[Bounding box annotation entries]
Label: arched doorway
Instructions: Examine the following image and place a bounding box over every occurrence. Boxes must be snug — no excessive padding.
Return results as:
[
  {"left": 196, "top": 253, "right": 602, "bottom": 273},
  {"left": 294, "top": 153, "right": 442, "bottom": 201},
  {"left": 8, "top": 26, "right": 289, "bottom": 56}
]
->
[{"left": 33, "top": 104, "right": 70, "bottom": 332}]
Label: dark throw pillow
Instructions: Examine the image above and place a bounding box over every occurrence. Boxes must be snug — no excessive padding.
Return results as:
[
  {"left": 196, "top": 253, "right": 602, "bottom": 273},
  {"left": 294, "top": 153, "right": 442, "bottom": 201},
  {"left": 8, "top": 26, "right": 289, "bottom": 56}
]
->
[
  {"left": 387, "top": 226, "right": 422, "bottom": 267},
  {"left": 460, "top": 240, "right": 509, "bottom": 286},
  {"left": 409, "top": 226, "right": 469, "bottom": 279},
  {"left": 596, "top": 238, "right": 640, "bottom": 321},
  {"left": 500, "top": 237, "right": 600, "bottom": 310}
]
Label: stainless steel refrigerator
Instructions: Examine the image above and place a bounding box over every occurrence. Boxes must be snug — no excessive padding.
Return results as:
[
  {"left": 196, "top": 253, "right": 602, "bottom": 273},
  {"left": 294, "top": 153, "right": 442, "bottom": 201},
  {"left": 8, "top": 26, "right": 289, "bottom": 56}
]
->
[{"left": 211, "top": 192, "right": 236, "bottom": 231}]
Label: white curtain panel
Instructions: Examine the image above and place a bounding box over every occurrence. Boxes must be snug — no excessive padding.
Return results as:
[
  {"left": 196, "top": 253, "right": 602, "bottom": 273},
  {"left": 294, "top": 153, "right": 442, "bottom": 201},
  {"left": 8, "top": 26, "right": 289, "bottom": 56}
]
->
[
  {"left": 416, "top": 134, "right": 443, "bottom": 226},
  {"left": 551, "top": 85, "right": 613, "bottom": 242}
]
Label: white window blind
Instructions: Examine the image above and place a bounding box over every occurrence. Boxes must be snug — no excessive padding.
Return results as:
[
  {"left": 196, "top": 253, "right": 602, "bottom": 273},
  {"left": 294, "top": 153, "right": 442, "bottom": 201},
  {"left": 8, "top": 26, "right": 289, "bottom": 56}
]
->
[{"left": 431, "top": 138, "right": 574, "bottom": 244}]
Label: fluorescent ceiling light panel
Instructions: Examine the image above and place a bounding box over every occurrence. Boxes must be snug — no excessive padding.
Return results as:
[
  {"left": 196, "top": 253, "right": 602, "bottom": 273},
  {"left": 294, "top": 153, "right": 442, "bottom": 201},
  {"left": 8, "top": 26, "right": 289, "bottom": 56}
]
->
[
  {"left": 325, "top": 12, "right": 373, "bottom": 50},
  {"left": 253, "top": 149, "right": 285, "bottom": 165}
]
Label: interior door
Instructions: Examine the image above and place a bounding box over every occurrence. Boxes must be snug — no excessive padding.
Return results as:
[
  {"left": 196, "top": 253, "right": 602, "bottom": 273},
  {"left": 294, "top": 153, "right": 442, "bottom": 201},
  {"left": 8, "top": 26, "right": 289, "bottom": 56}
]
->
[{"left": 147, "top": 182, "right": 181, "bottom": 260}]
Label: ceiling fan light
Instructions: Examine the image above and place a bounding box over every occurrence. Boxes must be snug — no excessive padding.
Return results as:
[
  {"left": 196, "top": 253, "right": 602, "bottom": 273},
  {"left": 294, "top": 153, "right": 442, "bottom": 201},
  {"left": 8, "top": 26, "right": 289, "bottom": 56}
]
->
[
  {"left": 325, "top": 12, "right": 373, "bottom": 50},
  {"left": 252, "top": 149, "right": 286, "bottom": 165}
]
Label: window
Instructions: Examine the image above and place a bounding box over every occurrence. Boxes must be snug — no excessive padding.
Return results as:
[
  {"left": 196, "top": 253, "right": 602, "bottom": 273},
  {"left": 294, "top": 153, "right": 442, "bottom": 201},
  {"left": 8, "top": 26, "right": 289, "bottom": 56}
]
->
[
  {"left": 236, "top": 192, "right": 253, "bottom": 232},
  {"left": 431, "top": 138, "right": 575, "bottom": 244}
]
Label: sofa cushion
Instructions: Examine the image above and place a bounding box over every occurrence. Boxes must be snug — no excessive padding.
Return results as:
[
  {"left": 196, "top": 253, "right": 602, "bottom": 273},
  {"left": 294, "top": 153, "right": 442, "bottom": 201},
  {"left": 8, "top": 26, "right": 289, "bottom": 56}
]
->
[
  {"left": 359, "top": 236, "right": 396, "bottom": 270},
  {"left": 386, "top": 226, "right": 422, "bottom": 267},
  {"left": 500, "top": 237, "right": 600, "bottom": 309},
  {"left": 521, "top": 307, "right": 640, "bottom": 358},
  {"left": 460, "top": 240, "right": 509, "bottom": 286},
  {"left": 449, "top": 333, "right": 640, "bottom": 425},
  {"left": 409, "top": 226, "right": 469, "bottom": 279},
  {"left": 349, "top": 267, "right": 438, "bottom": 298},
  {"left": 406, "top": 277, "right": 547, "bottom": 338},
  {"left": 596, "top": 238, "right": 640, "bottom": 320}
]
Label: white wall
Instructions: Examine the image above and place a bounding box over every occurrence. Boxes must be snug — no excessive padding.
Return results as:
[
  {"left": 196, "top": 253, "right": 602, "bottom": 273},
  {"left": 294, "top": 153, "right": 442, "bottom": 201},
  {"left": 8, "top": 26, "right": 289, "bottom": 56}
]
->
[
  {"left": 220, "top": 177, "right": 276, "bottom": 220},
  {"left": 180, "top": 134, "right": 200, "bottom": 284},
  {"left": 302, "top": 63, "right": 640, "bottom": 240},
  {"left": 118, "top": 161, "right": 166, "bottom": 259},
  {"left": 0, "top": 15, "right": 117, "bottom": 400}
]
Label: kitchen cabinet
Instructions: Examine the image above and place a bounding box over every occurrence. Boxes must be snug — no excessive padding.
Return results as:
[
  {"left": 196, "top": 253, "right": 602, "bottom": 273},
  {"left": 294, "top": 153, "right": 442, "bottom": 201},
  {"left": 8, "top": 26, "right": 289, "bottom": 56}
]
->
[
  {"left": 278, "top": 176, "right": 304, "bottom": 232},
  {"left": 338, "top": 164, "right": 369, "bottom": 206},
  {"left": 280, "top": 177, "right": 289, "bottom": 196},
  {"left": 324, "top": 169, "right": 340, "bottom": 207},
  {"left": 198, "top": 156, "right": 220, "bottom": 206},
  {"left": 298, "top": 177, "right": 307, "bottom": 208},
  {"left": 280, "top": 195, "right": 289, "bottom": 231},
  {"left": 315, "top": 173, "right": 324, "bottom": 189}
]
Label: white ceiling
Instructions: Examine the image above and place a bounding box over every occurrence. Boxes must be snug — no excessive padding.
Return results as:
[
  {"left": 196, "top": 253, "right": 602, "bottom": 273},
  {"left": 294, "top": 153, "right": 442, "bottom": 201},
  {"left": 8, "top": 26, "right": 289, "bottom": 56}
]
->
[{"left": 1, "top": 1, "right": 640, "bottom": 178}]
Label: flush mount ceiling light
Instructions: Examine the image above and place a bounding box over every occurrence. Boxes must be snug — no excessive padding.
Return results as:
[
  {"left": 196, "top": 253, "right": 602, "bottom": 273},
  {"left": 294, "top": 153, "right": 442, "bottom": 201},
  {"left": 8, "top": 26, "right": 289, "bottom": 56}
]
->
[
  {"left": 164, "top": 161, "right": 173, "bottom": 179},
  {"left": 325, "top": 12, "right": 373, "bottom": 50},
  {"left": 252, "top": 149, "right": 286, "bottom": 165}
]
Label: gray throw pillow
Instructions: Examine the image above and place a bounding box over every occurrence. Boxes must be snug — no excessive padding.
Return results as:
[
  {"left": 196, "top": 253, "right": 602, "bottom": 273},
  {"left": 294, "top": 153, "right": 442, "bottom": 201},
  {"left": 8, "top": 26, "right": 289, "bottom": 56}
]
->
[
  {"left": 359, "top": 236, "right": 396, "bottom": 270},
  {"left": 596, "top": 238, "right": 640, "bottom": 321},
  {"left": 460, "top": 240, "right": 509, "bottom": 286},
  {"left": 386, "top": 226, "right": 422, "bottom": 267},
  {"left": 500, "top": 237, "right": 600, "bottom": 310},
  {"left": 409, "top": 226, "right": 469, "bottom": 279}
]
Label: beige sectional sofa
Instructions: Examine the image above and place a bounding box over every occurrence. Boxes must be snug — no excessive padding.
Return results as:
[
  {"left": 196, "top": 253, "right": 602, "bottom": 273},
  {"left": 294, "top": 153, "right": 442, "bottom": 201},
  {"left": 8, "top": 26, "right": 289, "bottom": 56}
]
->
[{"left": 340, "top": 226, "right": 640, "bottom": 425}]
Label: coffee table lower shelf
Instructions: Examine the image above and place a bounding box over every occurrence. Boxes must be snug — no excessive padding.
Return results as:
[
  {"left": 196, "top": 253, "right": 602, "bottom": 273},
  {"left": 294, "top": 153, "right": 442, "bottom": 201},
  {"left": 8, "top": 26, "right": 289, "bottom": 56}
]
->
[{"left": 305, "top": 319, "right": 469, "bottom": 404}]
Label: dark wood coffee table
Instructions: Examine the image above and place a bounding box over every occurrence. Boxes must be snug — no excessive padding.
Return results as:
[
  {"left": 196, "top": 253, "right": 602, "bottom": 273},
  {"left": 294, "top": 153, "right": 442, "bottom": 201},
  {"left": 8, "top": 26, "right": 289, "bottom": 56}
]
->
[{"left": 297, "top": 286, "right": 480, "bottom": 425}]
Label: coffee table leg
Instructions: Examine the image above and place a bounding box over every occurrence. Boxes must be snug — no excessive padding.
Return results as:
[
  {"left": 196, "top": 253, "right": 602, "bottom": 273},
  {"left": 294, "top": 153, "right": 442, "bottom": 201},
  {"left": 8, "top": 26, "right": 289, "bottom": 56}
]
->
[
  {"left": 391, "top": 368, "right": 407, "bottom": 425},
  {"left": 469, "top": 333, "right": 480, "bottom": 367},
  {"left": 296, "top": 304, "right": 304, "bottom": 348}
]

- _Task brief_
Locate every line above that contains the string "table", matching case exactly, and copy each of those lines in full.

- _Response to this task_
Label: coffee table lower shelf
Label: dark wood coffee table
Label: coffee table leg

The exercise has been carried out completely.